::: 引用文

レントロール(家賃明細表)
「レントロール(家賃明細表)」とは、賃貸不動産物件の賃貸条件を一覧できるようにした表のことです。レントロールを読み込むことで、現状の賃借条件や賃借人の状態がわかることはもちろんですが、将来、その条件が継続するのか変化していくのか、その可能性を予測することもできます。 そのため、マンション、アパート、ビルといった賃貸不動産物件を、特に「一棟買い」する場合には、その物件への投資が有効かどうかを見定めるための重要な資料となります。なお、レントロールの作成は、法令で決まっているものではありませんので公式に定められた書式も存在しません。
一般的なレントロールの記載事項
- ●部屋番号・契約日:部屋や賃借人を特定する情報
- ●部屋のタイプ(間取り)・専有面積・契約期間・賃借人の属性:部屋ごとの個性に関する情報
- ●賃料・共益費・敷金(保証金):部屋ごとの経済的価値に関する情報
※物件全体の「現況での年間賃貸料収入金額」「満室時の年間賃貸料収入」「稼働率」「表面利回り(現況)」「表面利回り(満室時)」も記載されていることがあります。
ただし、レントロールを読み込むだけで、その物件のことを理解できると思ったら大きな間違いです。レントロールは記載事項が定まっていないのですから、その物件を売却したいと考えているオーナーにとって都合が良くないことは書かれていないものと心得るべきです。
それでも、都合の悪いことを記載しないオーナーを責めるべきではありません。積極的に虚偽を記載してだまそうとしているわけではない以上、オーナーに責任はないからです。むしろ、その物件の購入を検討している投資家自身に、レントロールに記載されていない大切な事項を「書面以外の方法で精査する意識と根気」が求められているととらえましょう。
レントロールを読む際の注意点
投資をする際には、レントロールは以下のポイントに気を付けてチェックすると良いでしょう。
賃料、敷金(保証金)が同じ部屋タイプで、新しく入居した場合に下がっていないか?
家賃そのものが下がるパターンと、敷金の月数が減るパターンがあります。下がっている場合、旧来の入居者が退去した際に、将来の家賃収入が減る可能性が高くなります。このようなときは、新たな入居者の家賃を元にして、将来得られる利回りを計算することで、収入減に備えた対策を打てるでしょう。
もっとも、家賃の減額や敷金の負担を減らすことは、新たな入居者の獲得を容易にするためでもあります。新たな入居者がなかなか現れなければ、それが最たる収益減少の原因となるからです。まずは入居者獲得のために、家賃や敷金の水準が「周辺相場からかけ離れていないかどうか」をチェックする必要があります。
家賃のばらつきがないか?

::::::

課題の要件:
レントロールの解説文をもとに、次の問いに答えてください。
(a) レントロールの作成について、法令の定めや公式の書式はあるか。
(b) 部屋や賃借人を特定する情報として挙げられている記載事項は何か。
(c) 同じ部屋タイプで新しく入居した場合に賃料や敷金が下がっていると、旧来の入居者が退去した際に何の可能性が高くなるか。

::: 提供された情報

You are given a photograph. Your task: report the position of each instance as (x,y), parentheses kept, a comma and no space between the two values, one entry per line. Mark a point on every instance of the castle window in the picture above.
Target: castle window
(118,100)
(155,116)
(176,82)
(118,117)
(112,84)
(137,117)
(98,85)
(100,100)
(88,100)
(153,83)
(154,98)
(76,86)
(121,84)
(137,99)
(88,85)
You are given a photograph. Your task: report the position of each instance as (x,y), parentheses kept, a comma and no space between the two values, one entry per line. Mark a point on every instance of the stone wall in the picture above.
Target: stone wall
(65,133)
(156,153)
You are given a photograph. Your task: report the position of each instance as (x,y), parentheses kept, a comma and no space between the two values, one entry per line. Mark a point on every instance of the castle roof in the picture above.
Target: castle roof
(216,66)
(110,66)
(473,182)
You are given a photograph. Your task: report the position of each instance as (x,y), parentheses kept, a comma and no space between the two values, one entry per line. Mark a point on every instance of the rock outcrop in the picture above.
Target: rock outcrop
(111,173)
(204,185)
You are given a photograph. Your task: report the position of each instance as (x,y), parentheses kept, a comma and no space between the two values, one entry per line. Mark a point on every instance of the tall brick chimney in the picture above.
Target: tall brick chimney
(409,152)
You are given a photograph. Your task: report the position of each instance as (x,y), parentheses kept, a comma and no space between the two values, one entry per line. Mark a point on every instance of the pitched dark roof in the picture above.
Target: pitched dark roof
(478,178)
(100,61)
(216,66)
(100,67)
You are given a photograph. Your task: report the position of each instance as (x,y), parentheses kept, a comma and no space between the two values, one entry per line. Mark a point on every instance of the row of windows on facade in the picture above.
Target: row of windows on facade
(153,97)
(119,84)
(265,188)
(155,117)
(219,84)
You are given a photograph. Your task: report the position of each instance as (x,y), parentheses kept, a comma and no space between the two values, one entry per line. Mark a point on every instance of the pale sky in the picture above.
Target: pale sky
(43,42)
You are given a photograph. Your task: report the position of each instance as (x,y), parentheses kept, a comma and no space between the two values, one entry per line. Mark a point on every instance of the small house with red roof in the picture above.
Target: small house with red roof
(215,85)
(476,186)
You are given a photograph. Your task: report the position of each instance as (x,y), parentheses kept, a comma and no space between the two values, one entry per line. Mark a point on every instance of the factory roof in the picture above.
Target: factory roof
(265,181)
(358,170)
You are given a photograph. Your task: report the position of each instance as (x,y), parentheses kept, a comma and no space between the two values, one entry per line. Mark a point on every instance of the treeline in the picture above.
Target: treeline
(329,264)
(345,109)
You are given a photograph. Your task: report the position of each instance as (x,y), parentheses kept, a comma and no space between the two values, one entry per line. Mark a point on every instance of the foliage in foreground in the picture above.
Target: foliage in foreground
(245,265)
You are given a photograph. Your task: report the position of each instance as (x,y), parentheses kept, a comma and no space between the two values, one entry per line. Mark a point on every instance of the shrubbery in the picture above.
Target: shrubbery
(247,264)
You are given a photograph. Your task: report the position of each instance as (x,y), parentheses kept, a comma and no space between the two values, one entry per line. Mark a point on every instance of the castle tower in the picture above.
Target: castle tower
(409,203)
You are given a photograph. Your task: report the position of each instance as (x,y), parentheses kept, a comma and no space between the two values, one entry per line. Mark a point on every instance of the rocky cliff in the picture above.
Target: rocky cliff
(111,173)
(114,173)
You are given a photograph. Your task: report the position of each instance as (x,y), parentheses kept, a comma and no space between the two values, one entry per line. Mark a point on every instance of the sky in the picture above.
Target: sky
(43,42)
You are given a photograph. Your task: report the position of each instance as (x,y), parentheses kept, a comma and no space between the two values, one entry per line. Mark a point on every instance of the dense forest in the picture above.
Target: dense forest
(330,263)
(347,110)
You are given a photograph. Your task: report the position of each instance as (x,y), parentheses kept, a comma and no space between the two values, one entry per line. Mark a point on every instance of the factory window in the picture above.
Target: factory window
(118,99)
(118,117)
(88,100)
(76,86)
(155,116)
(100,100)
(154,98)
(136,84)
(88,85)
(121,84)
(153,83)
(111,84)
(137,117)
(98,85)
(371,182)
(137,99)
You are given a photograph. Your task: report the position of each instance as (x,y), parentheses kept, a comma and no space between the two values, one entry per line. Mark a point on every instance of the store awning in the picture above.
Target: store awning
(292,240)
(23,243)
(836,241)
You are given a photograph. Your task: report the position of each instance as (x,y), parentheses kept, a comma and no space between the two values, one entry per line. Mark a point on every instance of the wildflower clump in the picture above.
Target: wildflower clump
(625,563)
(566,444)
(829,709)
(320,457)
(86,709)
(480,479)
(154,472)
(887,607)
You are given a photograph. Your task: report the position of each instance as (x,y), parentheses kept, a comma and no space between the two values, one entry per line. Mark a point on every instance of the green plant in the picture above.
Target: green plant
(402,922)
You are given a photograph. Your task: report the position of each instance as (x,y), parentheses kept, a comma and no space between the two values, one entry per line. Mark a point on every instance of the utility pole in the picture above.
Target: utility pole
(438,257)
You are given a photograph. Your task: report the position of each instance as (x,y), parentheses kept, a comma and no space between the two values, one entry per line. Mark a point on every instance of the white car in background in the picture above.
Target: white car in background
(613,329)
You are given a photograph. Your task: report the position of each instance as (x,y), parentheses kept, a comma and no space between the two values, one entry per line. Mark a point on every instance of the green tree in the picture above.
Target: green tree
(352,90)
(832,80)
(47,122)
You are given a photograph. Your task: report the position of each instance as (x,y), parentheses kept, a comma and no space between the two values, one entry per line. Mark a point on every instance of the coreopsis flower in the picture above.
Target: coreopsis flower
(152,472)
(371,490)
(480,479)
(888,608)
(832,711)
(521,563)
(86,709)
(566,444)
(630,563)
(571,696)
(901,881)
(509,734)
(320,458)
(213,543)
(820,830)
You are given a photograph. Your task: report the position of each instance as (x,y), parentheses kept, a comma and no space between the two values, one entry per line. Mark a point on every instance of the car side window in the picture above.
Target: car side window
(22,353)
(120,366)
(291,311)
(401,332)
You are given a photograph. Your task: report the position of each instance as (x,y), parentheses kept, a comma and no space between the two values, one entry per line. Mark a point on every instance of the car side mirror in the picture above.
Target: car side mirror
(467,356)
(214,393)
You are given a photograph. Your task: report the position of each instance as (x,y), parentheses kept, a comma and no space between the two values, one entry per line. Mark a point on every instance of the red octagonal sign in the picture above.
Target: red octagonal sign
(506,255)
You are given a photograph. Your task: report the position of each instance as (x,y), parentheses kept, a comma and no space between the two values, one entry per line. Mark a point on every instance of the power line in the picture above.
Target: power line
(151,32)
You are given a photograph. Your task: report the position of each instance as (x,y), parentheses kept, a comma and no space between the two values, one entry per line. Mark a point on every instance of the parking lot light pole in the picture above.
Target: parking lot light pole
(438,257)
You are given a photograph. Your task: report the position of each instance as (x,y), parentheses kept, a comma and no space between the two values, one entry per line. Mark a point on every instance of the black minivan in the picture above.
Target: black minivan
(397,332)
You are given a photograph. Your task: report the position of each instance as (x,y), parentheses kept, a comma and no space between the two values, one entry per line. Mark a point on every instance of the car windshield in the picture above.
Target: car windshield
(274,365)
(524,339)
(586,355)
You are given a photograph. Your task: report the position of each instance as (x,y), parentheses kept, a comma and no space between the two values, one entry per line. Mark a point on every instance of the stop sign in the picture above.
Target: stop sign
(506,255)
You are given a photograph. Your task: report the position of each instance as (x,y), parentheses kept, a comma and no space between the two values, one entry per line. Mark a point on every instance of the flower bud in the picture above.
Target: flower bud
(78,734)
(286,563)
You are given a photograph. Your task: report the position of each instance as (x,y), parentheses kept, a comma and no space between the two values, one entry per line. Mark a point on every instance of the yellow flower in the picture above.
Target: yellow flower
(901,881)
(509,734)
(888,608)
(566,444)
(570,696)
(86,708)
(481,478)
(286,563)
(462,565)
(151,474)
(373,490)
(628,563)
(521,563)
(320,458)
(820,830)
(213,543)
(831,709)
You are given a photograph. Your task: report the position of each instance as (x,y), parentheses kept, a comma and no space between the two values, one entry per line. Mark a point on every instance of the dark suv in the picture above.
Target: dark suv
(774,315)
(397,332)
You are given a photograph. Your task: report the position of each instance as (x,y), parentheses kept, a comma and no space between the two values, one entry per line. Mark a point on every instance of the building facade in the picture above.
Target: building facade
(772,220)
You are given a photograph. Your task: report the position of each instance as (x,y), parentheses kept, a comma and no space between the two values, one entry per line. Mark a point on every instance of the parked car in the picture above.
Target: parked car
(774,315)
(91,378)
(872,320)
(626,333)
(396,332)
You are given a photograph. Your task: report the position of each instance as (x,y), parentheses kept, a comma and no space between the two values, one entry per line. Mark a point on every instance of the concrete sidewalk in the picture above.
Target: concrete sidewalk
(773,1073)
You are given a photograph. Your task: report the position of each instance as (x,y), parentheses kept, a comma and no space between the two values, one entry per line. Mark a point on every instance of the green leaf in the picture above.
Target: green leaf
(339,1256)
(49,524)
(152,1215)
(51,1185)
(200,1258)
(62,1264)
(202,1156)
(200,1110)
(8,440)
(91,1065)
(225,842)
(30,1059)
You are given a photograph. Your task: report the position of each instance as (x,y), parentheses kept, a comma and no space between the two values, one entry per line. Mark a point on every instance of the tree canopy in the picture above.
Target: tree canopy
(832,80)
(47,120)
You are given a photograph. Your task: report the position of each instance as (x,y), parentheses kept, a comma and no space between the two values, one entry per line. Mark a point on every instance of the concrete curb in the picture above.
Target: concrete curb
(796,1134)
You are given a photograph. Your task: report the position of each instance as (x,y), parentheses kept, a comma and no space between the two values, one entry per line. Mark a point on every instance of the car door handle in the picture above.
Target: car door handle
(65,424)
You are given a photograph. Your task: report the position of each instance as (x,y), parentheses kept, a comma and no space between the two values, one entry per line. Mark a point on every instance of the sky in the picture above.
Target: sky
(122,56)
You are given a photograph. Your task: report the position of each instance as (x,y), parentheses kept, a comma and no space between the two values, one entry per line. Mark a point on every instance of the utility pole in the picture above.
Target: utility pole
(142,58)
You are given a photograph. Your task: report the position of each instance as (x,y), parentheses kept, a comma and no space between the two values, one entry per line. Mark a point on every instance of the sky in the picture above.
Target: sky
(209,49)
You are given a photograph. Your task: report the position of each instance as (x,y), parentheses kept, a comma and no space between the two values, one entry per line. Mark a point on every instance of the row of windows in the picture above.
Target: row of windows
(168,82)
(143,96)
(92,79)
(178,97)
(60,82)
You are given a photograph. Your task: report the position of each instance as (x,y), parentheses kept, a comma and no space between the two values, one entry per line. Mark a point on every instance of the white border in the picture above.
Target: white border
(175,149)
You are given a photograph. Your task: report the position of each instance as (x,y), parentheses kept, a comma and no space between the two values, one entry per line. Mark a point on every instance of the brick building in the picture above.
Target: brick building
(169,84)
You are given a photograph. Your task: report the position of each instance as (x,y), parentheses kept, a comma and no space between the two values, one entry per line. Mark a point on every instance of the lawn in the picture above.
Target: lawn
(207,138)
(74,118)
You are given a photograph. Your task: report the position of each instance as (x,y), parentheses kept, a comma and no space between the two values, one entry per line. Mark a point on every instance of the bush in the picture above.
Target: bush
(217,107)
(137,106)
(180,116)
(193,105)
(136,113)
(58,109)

::::::

本演習の結果:
(a) ない。法令で決まっておらず、公式に定められた書式も存在しない。
(b) 部屋番号と契約日。
(c) 将来の家賃収入が減る可能性。